- Task brief -
Would you extract the whole listing below and retype it exactly?

- Extracted information -

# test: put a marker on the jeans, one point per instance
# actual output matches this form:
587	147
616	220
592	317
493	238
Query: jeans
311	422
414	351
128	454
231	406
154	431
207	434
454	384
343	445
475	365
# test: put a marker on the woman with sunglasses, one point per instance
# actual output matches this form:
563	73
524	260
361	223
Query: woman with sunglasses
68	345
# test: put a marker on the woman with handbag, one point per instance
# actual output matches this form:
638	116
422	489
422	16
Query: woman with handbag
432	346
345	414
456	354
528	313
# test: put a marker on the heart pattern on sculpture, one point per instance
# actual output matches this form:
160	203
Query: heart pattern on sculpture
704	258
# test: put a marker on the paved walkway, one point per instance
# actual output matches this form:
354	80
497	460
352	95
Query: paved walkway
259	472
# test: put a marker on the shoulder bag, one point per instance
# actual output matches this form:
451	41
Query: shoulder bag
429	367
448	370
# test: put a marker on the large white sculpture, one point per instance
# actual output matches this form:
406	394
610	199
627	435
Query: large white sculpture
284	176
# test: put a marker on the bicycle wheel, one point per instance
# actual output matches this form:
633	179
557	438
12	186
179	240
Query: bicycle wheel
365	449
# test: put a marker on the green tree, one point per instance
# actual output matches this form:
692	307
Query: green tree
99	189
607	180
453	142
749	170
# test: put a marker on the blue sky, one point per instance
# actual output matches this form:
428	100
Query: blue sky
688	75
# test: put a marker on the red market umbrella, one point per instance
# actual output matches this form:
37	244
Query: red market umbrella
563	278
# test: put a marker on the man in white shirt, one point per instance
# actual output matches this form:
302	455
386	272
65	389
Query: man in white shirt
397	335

- Result of this exercise -
# test: put a marker on the jeans, one point per instance
# actual output matches this form:
587	147
616	220
592	317
493	238
Query: jeans
311	422
414	351
128	454
231	406
154	431
207	434
454	384
343	445
475	365
# test: put a marker on the woman with sunglasses, one point per instance
# actual output matches this form:
563	73
524	260
361	223
Query: woman with sunglasses
68	345
# test: put a marker on the woman with handbag, one point per instance
# actual output matches this form:
638	116
422	489
422	16
Query: woman with handbag
432	346
345	414
456	354
528	313
# test: put a marker on the heart pattern on sculpture, one point per instance
# actual output matches this form:
160	203
Query: heart pattern on sculpture
704	258
# test: put a marker on the paved walkway, one point per instance
# actual output matches this form:
354	80
497	460
352	95
Query: paved walkway
259	472
# test: put a marker on the shoulder bag, one point per instance
# actual output matches this form:
451	41
Query: shoulder bag
429	367
448	370
# test: put a marker on the large white sculpture, one point per instance
# actual output matches this form:
406	394
610	199
627	435
Query: large white sculpture
284	176
# test: put a marker on the bicycle wheel, one point per instance
# actual output matches this form:
633	179
557	438
12	186
179	240
Query: bicycle wheel
365	449
# test: put a marker on the green tree, one point per instance
# actual output matches this form:
692	307
Query: green tree
99	189
607	180
453	142
749	170
# test: put a marker on the blue sky, one point per instance
# actual output matches this form:
428	100
Query: blue sky
688	75
# test: put a marker on the red market umbrella, one point per instance
# actual output matches this form:
37	244
Query: red market umbrella
563	278
# test: put a marker on the man in white shirt, one point per instance
# actual output matches this form:
302	455
386	272
65	389
Query: man in white shirt
397	335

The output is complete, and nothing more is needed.